The Enthusiastic AI Builder, Buyer, and the Missing Framework

A Call to CHROs on AI Readiness

· AI,Compliance,HR Tools,Governance

The problem in the excitement of the new frontier.

There is a particular kind of post making the rounds on LinkedIn lately. A proud People or Talent team member shares that they just vibe coded an AI tool to streamline their screening process, automate their onboarding workflow, or generate performance review summaries. The comments fill with fire emojis and enthusiastic follow up questions of others who want to do the same.

It is a genuinely exciting time. AI is democratizing the playing field and confirming what a VC friend told me recently: “Anyone can cook.” Curious and motivated practitioners are using newly accessible tools to solve real problems that impact their daily work. That fresh energy is needed for the profession and good for the people they serve.

Yet…

If you have spent enough time in HR to know what you know and do not know, something in the current environment of idea to deployment at lightning speeds may give you pause. Not because the intention is wrong, rather because the framework and guardrails are missing.

Building an AI tool in HR is not like building one in marketing or operations. The data feeding the engine is highly sensitive and the outputs carry more human consequence. While a flawed recommendation engine for ad targeting will quickly reveal a revenue problem, a flawed screening tool
built on historical hire data is a potential EEOC problem, and the harm is quietly hidden until it may be too late.

The stakes of getting this wrong are not hypothetical. Workday currently faces an ongoing class action lawsuit (Mobley v. Workday) alleging age discrimination tied to their AI screening tool, which they unsuccessfully attempted to have dismissed. While they have not been found liable, that is beside the point. The time and resources spent defending this case is enough to be disruptive to them and their customers. Every organization that deployed that tool and trusted it is sitting with potential exposure they may not fully understand yet. The harm does not stay with the vendor, rather it also rolls downstream to every customer who outsourced their judgment along with their budget.

### Entries supplied
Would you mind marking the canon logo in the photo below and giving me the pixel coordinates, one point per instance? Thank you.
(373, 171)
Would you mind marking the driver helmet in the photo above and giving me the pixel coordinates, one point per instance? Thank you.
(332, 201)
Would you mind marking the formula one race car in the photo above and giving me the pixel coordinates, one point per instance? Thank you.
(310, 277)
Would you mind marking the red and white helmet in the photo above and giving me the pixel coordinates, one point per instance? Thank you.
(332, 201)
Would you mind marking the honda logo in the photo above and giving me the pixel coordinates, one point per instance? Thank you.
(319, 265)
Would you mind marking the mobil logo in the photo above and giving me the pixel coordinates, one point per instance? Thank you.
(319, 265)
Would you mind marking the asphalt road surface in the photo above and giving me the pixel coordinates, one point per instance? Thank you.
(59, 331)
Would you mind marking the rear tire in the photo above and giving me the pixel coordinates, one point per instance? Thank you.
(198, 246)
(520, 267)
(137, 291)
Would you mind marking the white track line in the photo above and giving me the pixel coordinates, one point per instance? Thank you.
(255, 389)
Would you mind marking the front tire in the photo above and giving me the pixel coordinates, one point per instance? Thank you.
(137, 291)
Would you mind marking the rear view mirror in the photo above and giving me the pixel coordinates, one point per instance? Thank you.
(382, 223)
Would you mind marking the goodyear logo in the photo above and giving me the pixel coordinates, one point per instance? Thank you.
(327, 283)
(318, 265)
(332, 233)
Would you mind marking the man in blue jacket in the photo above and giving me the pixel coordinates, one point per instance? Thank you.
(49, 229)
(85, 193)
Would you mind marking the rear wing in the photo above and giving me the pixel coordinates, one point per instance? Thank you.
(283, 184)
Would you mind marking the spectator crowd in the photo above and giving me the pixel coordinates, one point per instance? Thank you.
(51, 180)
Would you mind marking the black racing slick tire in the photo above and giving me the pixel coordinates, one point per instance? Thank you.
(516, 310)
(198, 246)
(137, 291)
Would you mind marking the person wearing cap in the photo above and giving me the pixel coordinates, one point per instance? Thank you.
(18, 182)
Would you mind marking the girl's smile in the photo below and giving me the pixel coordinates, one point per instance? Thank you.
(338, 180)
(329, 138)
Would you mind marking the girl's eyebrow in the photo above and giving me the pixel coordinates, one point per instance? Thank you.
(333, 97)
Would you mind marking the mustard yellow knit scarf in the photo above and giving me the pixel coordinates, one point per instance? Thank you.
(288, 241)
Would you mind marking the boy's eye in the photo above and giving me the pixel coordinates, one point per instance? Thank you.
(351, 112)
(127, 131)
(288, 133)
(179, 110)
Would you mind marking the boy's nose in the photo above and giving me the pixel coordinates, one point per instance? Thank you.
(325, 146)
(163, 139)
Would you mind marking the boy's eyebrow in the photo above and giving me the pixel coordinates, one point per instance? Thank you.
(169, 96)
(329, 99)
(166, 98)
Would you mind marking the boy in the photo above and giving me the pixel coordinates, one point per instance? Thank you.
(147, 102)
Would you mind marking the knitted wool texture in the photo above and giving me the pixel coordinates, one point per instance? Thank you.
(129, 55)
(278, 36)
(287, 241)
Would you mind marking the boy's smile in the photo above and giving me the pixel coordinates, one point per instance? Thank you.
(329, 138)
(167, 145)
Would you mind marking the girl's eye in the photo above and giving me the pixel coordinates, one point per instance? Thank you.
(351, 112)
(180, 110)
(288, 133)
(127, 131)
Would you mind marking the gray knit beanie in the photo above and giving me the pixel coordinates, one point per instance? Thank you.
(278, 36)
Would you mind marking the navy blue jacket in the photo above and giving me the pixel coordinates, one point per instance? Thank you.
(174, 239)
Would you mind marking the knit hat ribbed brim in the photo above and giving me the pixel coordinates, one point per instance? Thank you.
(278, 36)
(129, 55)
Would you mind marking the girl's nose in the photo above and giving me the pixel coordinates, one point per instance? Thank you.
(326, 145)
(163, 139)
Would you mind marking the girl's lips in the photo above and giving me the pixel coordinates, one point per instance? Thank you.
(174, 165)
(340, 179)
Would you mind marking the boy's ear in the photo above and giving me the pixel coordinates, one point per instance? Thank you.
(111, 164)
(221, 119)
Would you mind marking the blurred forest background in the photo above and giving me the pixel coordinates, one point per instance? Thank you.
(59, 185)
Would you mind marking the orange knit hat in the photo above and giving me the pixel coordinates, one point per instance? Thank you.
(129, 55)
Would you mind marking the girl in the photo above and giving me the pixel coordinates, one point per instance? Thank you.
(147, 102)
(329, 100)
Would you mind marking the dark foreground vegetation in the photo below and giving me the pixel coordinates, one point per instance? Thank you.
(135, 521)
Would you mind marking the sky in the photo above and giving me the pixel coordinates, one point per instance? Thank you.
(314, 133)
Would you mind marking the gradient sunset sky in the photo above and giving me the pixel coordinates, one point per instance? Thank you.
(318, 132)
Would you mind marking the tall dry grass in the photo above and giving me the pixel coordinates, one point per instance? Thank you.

### Required work
Copy out the passage of the AI readiness text that opens with the words containing "The stakes of" and closes with "with their budget.", replacing "class action lawsuit" with "collective action lawsuit".

### Answer for the task
The stakes of getting this wrong are not hypothetical. Workday currently faces an ongoing collective action lawsuit (Mobley v. Workday) alleging age discrimination tied to their AI screening tool, which they unsuccessfully attempted to have dismissed. While they have not been found liable, that is beside the point. The time and resources spent defending this case is enough to be disruptive to them and their customers. Every organization that deployed that tool and trusted it is sitting with potential exposure they may not fully understand yet. The harm does not stay with the vendor, rather it also rolls downstream to every customer who outsourced their judgment along with their budget.